_Task objective_
Write out exactly the lines of the entries below from the one holding "Our designer has requested the exact region of the green lawn" to the one holding "Our designer has requested the exact region of the illuminated", inclusive, and leave out all other lines.

_Extracted material_

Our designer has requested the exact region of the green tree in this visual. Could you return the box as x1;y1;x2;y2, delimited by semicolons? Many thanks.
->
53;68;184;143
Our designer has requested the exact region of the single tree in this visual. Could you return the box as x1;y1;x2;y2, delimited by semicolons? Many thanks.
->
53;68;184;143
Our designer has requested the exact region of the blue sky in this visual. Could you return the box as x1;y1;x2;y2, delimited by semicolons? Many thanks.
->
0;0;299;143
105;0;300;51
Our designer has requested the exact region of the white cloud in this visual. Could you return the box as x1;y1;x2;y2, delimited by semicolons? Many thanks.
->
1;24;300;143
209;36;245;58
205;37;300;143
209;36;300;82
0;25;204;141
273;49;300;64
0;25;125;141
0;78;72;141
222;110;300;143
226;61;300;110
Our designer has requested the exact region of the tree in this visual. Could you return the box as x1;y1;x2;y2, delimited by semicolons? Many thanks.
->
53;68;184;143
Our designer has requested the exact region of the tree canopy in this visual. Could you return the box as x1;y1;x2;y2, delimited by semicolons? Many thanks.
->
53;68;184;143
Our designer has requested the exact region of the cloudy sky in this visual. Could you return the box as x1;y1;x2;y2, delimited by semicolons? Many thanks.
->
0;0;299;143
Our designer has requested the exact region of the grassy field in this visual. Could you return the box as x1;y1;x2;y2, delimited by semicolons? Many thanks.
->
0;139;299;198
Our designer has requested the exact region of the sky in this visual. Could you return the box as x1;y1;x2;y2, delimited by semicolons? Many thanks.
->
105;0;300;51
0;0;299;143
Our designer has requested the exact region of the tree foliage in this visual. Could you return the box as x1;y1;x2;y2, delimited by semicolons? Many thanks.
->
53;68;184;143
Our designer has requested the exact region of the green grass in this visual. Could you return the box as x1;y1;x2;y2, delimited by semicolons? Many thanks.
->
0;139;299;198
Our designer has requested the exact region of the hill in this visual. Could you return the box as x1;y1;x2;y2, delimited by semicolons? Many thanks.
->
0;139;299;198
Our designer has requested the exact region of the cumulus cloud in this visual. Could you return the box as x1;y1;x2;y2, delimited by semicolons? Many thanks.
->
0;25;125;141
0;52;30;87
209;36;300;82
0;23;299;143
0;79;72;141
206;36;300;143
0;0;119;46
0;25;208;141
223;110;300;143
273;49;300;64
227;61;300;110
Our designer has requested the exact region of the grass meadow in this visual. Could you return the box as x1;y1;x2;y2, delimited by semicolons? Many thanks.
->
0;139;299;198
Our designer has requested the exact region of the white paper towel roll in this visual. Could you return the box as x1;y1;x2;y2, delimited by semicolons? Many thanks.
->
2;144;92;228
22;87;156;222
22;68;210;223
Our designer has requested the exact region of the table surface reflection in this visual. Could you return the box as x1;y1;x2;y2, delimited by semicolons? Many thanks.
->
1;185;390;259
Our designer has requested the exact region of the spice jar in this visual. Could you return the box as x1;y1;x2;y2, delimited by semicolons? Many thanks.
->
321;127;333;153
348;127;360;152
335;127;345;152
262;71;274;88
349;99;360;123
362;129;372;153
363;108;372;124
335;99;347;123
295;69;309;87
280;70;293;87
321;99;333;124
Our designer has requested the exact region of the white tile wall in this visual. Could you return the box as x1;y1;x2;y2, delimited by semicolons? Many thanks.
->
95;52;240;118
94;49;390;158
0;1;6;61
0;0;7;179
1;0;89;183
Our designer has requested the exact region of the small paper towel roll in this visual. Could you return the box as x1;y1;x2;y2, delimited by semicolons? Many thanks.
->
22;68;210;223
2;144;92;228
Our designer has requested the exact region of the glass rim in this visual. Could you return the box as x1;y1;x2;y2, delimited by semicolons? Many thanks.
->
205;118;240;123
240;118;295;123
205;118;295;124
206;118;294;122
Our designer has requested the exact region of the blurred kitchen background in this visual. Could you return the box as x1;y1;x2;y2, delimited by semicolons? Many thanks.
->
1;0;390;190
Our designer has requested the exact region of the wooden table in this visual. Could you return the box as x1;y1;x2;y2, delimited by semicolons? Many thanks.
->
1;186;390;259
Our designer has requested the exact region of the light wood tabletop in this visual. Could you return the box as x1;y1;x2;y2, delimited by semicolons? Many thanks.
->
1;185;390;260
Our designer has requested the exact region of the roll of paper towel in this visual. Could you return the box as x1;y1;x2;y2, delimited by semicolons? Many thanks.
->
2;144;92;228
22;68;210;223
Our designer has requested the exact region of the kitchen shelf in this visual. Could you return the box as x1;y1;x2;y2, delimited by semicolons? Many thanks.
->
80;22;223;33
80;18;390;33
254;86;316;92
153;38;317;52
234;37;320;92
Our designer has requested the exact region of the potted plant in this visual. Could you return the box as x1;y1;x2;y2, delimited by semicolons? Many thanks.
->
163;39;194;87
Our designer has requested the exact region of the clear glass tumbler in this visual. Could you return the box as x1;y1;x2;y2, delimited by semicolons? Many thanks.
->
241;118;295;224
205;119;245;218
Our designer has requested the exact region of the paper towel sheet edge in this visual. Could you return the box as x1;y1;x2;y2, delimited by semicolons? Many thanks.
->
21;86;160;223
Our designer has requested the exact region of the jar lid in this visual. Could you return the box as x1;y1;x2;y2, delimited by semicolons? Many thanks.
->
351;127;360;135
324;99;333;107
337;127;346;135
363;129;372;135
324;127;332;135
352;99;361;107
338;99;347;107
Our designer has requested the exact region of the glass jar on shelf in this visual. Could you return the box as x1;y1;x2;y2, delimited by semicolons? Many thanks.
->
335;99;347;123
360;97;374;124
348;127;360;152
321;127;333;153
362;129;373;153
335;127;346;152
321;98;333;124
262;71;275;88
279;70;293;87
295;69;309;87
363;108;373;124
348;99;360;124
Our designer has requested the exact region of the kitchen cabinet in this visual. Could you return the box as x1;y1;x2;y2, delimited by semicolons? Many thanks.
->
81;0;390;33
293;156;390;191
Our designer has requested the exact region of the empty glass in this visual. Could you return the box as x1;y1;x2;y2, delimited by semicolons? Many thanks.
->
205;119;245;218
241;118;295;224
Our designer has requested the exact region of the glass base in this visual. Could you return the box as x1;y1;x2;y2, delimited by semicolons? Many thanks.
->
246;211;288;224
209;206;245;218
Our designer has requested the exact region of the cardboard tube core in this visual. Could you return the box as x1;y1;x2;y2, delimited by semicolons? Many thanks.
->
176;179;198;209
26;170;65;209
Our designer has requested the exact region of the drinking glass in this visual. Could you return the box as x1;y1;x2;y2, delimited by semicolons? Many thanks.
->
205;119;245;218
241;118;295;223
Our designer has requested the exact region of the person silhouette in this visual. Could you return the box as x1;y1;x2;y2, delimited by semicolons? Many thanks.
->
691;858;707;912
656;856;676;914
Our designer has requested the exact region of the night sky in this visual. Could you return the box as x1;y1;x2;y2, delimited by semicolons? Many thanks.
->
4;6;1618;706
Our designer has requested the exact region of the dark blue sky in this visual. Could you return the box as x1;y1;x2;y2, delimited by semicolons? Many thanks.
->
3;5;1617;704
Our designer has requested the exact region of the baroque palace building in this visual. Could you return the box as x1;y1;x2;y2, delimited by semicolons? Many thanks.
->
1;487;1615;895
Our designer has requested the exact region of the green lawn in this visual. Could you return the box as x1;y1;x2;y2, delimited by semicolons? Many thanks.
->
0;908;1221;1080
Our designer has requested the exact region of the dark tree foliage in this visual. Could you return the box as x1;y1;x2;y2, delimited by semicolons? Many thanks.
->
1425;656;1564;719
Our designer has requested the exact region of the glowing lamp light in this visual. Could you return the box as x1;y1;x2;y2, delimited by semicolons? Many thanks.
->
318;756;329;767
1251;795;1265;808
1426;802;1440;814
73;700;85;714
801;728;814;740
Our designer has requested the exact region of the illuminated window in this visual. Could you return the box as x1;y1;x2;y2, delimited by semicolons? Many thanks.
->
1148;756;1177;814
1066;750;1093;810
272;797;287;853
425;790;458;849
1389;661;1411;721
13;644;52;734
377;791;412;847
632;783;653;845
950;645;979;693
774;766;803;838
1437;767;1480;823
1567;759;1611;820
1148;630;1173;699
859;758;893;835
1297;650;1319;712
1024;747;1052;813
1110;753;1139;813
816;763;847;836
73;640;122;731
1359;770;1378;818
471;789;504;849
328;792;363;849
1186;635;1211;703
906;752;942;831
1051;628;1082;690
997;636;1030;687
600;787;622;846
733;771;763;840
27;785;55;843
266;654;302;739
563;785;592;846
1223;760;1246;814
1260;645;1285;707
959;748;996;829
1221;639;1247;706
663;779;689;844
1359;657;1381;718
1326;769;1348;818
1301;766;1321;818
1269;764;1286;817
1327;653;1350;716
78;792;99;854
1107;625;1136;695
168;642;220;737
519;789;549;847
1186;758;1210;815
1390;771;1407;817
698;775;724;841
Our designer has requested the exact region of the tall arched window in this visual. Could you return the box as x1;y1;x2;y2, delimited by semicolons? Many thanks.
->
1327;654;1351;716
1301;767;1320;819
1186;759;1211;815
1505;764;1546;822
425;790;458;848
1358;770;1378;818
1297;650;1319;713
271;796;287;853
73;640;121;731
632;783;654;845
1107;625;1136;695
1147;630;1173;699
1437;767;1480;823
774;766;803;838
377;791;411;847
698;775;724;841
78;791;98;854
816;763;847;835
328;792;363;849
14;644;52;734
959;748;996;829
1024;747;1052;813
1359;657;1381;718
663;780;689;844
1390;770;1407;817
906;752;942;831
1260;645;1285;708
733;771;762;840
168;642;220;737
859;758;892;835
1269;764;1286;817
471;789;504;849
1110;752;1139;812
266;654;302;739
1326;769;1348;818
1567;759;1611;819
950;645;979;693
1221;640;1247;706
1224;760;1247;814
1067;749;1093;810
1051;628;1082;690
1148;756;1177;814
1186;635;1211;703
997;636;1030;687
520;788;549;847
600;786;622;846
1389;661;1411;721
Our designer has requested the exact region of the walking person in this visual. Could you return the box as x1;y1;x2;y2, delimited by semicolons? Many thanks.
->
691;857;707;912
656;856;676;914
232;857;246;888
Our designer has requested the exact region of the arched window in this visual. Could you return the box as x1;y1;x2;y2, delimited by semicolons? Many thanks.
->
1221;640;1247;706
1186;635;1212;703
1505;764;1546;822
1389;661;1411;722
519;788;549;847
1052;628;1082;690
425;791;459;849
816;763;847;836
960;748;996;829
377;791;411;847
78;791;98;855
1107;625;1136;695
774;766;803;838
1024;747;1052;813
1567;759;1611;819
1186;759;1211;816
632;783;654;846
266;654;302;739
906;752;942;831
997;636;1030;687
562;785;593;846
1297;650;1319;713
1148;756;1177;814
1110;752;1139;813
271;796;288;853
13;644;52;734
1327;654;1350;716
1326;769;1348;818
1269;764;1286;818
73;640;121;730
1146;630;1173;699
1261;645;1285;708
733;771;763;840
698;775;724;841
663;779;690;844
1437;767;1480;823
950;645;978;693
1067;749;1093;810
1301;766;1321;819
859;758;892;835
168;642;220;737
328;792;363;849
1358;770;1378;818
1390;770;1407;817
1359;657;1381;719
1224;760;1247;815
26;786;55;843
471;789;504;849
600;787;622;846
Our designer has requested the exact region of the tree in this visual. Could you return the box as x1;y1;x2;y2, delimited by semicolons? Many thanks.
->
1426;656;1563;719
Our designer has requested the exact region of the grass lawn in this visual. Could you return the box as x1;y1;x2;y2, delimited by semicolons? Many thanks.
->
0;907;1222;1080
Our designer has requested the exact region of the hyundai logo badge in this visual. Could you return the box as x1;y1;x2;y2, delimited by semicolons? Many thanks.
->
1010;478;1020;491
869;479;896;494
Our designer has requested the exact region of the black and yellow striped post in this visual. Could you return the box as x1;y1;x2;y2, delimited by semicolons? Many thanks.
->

_Result of this exercise_
Our designer has requested the exact region of the green lawn in this visual. Could you return the box as x1;y1;x2;y2, delimited by semicolons? Many thanks.
->
0;908;1221;1080
Our designer has requested the exact region of the dark tree foliage in this visual. Could you return the box as x1;y1;x2;y2, delimited by semicolons? Many thanks.
->
1425;656;1564;719
Our designer has requested the exact region of the glowing lamp light in this visual. Could you return the box as x1;y1;x2;y2, delimited by semicolons? Many thanks.
->
318;756;329;767
1251;795;1265;808
1426;802;1440;814
73;700;85;714
801;728;814;740
Our designer has requested the exact region of the illuminated window in this visual. Could you return the box as x1;y1;x2;y2, delimited by semicolons? Many thanks.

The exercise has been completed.